[BEGIN Available data]

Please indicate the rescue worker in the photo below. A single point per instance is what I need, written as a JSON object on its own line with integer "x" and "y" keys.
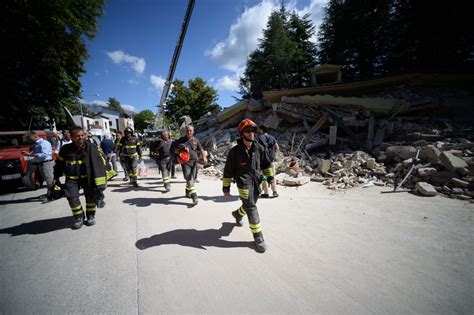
{"x": 84, "y": 167}
{"x": 42, "y": 156}
{"x": 129, "y": 150}
{"x": 270, "y": 145}
{"x": 119, "y": 137}
{"x": 188, "y": 145}
{"x": 161, "y": 153}
{"x": 245, "y": 164}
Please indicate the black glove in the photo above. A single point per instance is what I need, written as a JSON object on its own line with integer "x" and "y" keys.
{"x": 99, "y": 198}
{"x": 226, "y": 189}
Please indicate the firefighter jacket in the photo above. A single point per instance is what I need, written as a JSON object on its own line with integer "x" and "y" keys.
{"x": 246, "y": 167}
{"x": 160, "y": 149}
{"x": 86, "y": 163}
{"x": 130, "y": 147}
{"x": 193, "y": 145}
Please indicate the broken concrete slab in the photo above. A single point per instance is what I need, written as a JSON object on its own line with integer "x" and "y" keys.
{"x": 426, "y": 189}
{"x": 298, "y": 181}
{"x": 452, "y": 162}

[END Available data]

Reproduce every entry exactly, but omit each picture.

Task result:
Please indicate the rescue worker in the photo below. A single point per instance is what I need, written as a JSON object on its own line with integer "x" and "y" keys.
{"x": 84, "y": 167}
{"x": 42, "y": 156}
{"x": 129, "y": 150}
{"x": 270, "y": 145}
{"x": 119, "y": 137}
{"x": 188, "y": 145}
{"x": 161, "y": 153}
{"x": 245, "y": 164}
Please indicate the black glove in the photo above. A single point per instance is what I need, written as a JSON object on its own line with integer "x" and "y" keys.
{"x": 99, "y": 198}
{"x": 226, "y": 189}
Please indicate the firefighter jacket in the photo above. A single point per instance is what I need, written as a JSON object on its own line with integer "x" and "y" keys.
{"x": 246, "y": 167}
{"x": 160, "y": 149}
{"x": 86, "y": 163}
{"x": 130, "y": 147}
{"x": 193, "y": 145}
Please indicate the broken concrete slab in the photo above. A single point per instance is what I need, written as a JSON object on its own line with integer "x" and "y" keys.
{"x": 426, "y": 189}
{"x": 298, "y": 181}
{"x": 452, "y": 162}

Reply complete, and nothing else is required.